Görev Yönergesi ▸ Belarus ve Lukaşenko'yu konu alan aşağıdaki haber metnini, son cümlesinden sonra sürdürün.

Metin Bölümü ▸

Belarus ve Lukaşenko, neden şimdi dünya çapında öne çıkıyor?

"Nükleer silahların" Belarus topraklarında konuşlandırılması, riskleri komşu Ukrayna'ya kadar uzanan yeni bir "jeopolitik" gerçeklik dayatıyor

Belarus Devlet Başkanı Aleksandr Lukaşenko'nun adı önümüzdeki günlerde sık duyulacak gibi görünüyor / İllüstrasyon: Independent Arabia
Belarus Devlet Başkanı Aleksandr Lukaşenko'nun adı önümüzdeki günlerde sık duyulacak gibi görünüyor / İllüstrasyon: Independent Arabia
TT

Belarus ve Lukaşenko, neden şimdi dünya çapında öne çıkıyor?

Belarus Devlet Başkanı Aleksandr Lukaşenko'nun adı önümüzdeki günlerde sık duyulacak gibi görünüyor / İllüstrasyon: Independent Arabia
Belarus Devlet Başkanı Aleksandr Lukaşenko'nun adı önümüzdeki günlerde sık duyulacak gibi görünüyor / İllüstrasyon: Independent Arabia

Belarus, "fotoğrafın" ön sıralarına geri döndü. Bunu sağlayan, Devlet Başkanı Aleksandr Lukaşenko'nun attığı birkaç adımdı.

Malzeme ▸
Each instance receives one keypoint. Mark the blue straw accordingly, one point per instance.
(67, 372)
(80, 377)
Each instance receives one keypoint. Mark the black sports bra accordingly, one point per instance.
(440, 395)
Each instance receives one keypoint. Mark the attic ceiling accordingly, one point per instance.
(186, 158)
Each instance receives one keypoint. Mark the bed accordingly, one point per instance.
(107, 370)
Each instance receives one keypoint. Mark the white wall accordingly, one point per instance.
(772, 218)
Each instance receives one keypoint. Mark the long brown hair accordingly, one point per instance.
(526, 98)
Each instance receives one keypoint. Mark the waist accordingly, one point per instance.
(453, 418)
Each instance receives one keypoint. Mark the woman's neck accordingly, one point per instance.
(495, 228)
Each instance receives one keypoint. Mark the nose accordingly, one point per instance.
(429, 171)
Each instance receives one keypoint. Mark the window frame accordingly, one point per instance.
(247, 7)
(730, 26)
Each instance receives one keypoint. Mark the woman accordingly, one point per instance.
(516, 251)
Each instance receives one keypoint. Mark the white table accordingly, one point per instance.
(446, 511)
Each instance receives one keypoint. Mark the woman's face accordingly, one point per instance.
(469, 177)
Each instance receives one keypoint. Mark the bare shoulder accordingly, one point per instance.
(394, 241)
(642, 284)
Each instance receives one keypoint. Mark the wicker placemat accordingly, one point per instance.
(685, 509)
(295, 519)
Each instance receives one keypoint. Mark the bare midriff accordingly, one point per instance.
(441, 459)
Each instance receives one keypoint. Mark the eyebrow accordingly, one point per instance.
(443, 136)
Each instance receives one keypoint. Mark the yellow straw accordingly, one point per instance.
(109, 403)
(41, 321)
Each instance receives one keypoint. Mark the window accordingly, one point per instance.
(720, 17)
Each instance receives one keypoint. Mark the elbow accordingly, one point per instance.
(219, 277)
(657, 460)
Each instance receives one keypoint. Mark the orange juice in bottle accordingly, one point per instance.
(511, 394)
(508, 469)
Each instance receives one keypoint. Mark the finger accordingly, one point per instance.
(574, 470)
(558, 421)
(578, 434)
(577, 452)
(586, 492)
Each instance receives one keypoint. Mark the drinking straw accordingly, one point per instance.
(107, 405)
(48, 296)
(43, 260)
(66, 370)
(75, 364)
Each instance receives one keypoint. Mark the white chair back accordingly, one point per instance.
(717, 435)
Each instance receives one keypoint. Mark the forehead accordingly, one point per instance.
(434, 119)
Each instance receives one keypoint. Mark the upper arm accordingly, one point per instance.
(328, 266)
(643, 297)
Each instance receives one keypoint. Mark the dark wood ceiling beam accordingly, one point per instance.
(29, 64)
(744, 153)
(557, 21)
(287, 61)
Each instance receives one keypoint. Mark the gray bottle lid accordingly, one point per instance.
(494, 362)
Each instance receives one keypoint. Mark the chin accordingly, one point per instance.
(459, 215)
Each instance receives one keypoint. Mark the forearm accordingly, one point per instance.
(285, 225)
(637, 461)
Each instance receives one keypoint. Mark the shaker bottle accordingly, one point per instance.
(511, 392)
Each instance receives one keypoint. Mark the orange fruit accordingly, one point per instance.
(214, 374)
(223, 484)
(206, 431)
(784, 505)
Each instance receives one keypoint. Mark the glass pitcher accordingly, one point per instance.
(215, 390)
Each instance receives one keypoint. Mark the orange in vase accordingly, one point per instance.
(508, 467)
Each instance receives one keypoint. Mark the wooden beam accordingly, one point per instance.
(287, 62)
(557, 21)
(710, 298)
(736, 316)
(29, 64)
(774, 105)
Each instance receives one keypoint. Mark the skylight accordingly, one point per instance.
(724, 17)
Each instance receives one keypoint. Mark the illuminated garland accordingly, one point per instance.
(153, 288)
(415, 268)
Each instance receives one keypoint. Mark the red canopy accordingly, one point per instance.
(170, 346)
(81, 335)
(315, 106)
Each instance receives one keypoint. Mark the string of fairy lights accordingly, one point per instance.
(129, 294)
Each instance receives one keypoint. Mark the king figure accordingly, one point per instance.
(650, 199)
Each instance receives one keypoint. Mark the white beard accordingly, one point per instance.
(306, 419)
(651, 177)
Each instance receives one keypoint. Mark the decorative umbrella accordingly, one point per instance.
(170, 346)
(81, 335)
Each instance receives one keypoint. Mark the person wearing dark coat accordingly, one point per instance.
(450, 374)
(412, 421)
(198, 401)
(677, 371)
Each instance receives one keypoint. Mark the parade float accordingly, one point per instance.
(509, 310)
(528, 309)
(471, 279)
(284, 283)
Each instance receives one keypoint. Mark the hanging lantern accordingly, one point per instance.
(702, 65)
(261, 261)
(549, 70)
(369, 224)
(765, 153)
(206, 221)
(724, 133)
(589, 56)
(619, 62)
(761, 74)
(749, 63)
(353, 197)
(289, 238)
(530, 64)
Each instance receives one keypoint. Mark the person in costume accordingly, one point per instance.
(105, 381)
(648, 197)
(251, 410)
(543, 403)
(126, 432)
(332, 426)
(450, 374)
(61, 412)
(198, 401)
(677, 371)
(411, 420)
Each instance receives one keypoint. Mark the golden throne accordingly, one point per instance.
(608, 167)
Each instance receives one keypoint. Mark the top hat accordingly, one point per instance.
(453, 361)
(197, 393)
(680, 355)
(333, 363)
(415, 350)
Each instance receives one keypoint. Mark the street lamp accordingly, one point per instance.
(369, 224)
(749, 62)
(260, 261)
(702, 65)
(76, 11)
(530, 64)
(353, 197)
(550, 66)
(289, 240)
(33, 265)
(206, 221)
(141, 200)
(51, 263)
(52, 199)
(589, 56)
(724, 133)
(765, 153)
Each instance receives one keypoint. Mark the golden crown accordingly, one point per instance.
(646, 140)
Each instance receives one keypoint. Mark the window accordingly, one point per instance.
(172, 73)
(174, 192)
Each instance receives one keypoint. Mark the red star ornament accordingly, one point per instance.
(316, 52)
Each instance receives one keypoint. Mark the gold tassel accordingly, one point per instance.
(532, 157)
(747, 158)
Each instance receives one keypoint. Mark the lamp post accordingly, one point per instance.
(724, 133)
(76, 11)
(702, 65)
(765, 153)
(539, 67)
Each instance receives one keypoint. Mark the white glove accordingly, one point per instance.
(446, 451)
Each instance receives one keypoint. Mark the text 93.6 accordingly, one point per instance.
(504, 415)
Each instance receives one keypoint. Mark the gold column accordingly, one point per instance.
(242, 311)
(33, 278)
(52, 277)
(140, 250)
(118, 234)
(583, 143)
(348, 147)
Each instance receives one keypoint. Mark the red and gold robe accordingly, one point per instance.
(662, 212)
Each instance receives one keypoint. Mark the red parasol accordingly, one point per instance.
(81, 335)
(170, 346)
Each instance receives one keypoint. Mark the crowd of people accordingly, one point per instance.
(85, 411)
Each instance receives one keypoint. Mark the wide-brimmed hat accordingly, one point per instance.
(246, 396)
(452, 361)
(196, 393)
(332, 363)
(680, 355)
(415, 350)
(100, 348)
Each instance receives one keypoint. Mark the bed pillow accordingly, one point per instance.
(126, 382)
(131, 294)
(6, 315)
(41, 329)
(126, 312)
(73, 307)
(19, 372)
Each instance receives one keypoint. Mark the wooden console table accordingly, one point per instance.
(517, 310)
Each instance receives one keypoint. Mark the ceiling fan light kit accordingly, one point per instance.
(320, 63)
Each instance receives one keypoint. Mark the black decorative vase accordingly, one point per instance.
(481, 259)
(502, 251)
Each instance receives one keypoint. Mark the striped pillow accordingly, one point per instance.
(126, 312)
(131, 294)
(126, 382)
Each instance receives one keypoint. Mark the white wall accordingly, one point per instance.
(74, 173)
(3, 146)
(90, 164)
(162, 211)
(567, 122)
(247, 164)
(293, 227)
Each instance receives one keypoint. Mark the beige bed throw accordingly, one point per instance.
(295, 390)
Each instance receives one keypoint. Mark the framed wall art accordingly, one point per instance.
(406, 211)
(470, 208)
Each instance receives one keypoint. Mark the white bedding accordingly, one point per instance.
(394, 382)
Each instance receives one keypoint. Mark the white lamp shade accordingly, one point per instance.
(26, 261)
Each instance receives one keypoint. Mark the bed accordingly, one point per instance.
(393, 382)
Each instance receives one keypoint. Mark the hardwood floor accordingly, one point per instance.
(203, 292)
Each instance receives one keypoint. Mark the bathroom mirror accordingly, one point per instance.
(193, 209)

Görev Çıktısı ▸
Bu adımlardan ilki, nükleer silahların kendi ülkesinin topraklarında konuşlanmasını onaylamak ya da daha doğrusu "talep etmek" oldu ve bu, dünyaya yeni bir jeopolitik gerçeklik dayattı.

Bu gerçekliğin, bölgesel ve uluslararası sahadaki güç dengelerini altüst edebileceğine dair emareler var ki Lukaşenko'nun ve Rusya başkentindeki karar alma çevrelerinin birçok temsilcisinin tahminlerine göre bu, NATO güçleri ve onların yanında duran 50'yi aşkın Batı ülkesinin temsilcilerinin lehine olmayacak. 

Bölgenin Rusya-Ukrayna savaşı düzeyinde sahne olduğu gelişmeler ve Wagner Grup ile lideri Yevgeniy Prigojin'in isyanından kaynaklanan "göreceli" kafa karışıklığı, Lukaşenko'ya yerel ve bölgesel siyasi sahanın ön saflarında yeni bir rol verdi.

Lukaşenko, bu rolü arabuluculuk ve "isyanı" bitirmek için hayata geçirdi. Bu, Belarus'un gerek Kiev'in "toprakları kurtarmak" için daima büyük umutlar bağladığı "karşı saldırı" ile aynı zamandaki "Ukrayna krizi" gerekse 10-11 Temmuz'da Litvanya'nın başkenti Vilnius'ta yapılması planlanan NATO üyesi ülkelerin liderlerinin zirvesine ilişkin sonraki gelişmeler düzleminde oynayabileceği bir başka rol için bir giriş olabilir.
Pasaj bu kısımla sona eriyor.